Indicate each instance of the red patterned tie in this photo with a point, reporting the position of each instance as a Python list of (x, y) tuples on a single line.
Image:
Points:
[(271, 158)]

★ ★ ★ ★ ★

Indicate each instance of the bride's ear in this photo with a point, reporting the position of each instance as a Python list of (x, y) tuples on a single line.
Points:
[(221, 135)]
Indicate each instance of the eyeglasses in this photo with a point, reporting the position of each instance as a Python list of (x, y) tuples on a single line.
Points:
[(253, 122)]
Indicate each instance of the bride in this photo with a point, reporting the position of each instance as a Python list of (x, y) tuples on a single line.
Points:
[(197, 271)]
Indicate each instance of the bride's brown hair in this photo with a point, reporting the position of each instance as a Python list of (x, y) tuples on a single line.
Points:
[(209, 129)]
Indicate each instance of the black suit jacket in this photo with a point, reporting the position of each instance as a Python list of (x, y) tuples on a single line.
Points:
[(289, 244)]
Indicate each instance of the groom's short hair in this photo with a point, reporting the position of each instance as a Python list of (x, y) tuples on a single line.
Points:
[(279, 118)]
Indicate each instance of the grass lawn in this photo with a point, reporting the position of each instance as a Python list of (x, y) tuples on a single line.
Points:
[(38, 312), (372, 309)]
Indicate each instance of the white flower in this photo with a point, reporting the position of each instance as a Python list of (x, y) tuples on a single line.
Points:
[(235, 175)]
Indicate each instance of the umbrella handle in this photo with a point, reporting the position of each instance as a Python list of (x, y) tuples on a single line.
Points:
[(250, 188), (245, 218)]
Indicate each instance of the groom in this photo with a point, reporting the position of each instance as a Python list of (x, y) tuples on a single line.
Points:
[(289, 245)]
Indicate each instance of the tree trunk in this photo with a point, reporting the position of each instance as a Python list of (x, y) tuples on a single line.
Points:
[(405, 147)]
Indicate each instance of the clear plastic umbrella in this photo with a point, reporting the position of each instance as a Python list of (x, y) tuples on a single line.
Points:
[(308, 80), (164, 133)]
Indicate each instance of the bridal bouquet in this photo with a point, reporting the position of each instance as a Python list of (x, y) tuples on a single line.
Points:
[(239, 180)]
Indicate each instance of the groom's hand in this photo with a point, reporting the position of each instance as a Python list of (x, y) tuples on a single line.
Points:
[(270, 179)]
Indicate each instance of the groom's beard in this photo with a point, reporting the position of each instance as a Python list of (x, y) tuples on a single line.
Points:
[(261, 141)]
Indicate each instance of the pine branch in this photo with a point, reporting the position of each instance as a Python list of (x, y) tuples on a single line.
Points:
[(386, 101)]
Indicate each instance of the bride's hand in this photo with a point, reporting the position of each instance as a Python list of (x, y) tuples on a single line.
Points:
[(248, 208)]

★ ★ ★ ★ ★

### Task brief
Please revise the rows from the line with "Indicate each instance of the red" to the line with "[(271, 158)]", changing "red patterned tie" to "patterned red necktie" and keeping everything else the same.

### Task output
Indicate each instance of the patterned red necktie in this photo with a point, reporting the position of each instance as a Python list of (x, y) tuples on a single line.
Image:
Points:
[(271, 158)]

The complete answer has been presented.